• **Work required**: Every record must be copied exactly.

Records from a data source
<<<<
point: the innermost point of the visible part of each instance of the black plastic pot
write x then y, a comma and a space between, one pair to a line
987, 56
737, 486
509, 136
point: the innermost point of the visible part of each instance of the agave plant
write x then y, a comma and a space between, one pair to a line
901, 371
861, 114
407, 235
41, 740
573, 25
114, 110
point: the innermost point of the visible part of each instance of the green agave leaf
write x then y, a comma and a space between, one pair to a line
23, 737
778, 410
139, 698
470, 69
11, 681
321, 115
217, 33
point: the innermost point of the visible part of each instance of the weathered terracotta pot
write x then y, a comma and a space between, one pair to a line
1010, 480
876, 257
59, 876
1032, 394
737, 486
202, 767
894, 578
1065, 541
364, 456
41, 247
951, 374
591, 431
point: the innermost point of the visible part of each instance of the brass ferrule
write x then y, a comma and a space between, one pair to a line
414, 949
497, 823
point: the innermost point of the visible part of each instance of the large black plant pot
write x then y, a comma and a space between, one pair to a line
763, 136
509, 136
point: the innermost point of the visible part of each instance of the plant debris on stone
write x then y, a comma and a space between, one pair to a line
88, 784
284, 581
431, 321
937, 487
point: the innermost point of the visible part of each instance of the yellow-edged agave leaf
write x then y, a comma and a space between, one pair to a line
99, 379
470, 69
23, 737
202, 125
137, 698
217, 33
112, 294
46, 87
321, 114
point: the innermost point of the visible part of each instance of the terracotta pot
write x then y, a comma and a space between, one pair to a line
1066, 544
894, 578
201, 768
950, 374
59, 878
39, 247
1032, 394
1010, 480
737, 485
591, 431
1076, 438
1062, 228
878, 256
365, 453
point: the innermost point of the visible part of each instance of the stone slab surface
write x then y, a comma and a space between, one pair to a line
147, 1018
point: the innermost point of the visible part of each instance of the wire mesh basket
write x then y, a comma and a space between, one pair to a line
>>>>
• **Completed task**:
point: the innermost point of the visible part of each instance of the black plastic pot
write x then y, a comma and a space between, one pair to a line
987, 56
737, 486
509, 136
point: the innermost point of the visible part of each instance of the agave plant
write x then y, a comma and a space between, one pair to a line
901, 371
861, 114
407, 235
41, 740
573, 25
114, 110
point: the innermost point of the visible part of each instance of the green agave leaf
write x then y, a comma and a space between, one pair to a line
23, 737
778, 410
139, 698
470, 69
11, 681
321, 115
217, 33
point: the innermost point of the visible part of each instance of the weathered terracotta pot
write x then y, a comma and a space between, one pair to a line
1010, 480
876, 257
59, 876
1032, 394
737, 486
202, 767
894, 578
1065, 541
364, 456
41, 247
951, 374
591, 431
point: the innermost point of the visible part of each instance of the brass ferrule
write x then y, a comma and a space between, one pair to a line
414, 949
497, 823
point: the innermost point of the visible part of each instance of the large black plant pot
write x then y, a comma and a space between, one pair to a line
763, 136
509, 136
point: the innermost point of the visible part of each instance of the plant debris on stone
write x then y, a comma and a space between, one pair to a line
88, 784
284, 581
431, 321
937, 487
point: the innermost point of the visible part of each instance of the yellow-edged agave leaf
write x then y, a comma and a space between, one pair to a line
99, 379
470, 69
23, 737
202, 125
137, 698
217, 33
112, 294
46, 87
321, 114
point: the innermost point of the visible part of each instance of the terracotta pot
write x then y, a comma and a space between, one pair to a line
1066, 544
894, 578
201, 768
950, 374
59, 878
39, 247
1032, 394
1010, 480
737, 485
591, 431
1076, 438
1062, 228
878, 256
365, 453
point: the innermost point of the visible part of each instance of the stone slab surface
write x then y, a comma and a space between, one pair to a line
147, 1018
point: the innermost point of the visible part of each instance of the wire mesh basket
write x then y, a comma and a space between, one pair to a line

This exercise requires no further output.